In social psychology, social value orientation (SVO) refers to people’s preferences for allocating resources between themselves and others. The two broad categories people can fall into are pro-social (people who are more cooperative, and expect cooperation from others) and pro-self (pretty self-explanatory: “Me first!”).
Based on drivers’ behavior in two different road scenarios—merging and making a left turn—the CSAIL team’s model classified drivers as pro-social or egoistic. Slowing down to let someone merge into your lane in front of you would earn you a pro-social classification, while cutting someone off or not slowing down to allow a left turn would make you egoistic.
On the Road
The system then uses these classifications to model and predict drivers’ behavior. The team demonstrated that using their model, errors in predicting the behavior of other cars were reduced by 25 percent.
In a left-turn simulation, for example, their car would wait when an approaching car had an egoistic driver, but go ahead and make the turn when the other driver was prosocial. Similarly, if a self-driving car is trying to merge into the left lane and it’s identified the drivers in that lane as egoistic, it will assume they won’t slow down to let it in, and will wait to merge behind them. If, on the other hand, the self-driving car knows that the human drivers in the left lane are prosocial, it will attempt to merge between them since they’re likely to let it in.
So how does this all translate to better safety?
It’s essentially a starting point for imbuing driverless cars with some of the abilities and instincts that are innate to humans. If you’re driving down the highway and you see a car swerving outside its lane, you’ll probably distance yourself from that car because you know it’s more likely to cause an accident. Our senses take in information we can immediately interpret and act on, and this includes predictions about what might happen based on observations of what just happened. Our observations can clue us in to a driver’s personality (the swerver must be careless) or simply to the circumstances of a given moment (the swerver was texting).

▸ **WHAT IS BEING ASKED**
Can you print the passage on self-driving cars word for word, between "On the Road" and "by 25 percent.", inclusive? The material after this point has nothing to do with the passage on self-driving cars.

▸ **MATERIAL SHOWN**
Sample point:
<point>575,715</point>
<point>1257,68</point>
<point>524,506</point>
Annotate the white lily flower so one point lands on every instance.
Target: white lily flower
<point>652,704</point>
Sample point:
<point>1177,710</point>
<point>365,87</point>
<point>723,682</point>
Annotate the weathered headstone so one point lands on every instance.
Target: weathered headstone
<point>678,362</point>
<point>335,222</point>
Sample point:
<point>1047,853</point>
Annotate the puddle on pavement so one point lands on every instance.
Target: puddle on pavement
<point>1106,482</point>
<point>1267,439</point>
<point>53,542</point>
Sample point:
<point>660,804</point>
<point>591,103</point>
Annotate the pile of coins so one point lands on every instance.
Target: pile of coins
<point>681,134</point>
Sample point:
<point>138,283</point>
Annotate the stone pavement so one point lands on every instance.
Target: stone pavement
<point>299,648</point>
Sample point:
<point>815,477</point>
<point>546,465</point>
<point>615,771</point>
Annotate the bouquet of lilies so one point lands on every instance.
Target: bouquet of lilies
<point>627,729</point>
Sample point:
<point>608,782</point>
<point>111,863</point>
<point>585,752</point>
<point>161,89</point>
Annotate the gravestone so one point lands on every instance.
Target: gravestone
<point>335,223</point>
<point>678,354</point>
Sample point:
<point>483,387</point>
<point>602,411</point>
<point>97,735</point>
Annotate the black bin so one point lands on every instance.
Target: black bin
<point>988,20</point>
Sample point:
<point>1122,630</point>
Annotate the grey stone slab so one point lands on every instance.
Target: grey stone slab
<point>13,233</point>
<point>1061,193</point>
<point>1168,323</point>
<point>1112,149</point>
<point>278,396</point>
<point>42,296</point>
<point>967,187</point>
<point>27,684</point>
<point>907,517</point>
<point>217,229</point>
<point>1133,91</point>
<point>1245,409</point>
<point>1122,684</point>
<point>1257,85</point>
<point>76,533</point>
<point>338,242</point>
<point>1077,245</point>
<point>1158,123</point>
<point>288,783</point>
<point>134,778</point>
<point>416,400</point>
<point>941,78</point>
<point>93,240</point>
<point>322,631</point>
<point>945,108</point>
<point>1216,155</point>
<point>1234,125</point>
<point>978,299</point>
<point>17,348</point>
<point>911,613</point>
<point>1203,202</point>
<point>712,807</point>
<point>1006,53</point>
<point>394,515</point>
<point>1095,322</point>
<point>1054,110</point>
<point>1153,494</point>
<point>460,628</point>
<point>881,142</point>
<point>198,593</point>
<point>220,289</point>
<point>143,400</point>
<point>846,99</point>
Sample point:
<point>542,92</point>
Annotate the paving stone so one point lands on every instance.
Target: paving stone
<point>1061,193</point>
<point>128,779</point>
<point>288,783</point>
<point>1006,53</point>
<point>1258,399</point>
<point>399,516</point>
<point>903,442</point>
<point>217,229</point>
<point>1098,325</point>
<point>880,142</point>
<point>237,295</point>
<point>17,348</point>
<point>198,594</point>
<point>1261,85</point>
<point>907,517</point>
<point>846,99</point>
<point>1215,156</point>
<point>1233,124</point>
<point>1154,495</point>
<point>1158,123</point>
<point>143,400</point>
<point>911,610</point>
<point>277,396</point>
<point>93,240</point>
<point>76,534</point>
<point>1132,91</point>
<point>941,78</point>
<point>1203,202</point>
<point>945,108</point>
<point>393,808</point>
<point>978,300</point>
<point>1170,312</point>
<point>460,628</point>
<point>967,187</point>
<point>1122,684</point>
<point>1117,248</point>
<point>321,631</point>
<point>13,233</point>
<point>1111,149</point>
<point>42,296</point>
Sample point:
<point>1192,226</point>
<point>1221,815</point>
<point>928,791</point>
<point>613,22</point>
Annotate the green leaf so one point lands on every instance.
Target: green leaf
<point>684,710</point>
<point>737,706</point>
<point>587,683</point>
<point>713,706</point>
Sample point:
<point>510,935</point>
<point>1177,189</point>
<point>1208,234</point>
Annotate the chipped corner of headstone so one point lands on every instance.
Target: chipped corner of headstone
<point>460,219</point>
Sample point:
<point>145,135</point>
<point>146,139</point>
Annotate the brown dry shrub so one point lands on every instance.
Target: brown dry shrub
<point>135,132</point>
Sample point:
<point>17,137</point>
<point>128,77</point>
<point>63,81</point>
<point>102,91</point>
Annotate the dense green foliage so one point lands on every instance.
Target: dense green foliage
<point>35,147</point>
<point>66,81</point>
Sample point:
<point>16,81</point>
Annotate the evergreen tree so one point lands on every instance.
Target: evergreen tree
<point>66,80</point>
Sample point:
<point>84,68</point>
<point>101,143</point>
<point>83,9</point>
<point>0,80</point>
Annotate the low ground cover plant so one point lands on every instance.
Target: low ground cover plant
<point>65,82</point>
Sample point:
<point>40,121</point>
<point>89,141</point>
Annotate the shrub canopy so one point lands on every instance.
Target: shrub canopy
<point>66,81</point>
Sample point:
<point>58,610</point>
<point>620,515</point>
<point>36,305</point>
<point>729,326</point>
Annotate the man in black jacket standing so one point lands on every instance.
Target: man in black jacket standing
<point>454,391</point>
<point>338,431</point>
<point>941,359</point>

▸ **SOLUTION TO THIS TASK**
On the Road
The system then uses these classifications to model and predict drivers’ behavior. The team demonstrated that using their model, errors in predicting the behavior of other cars were reduced by 25 percent.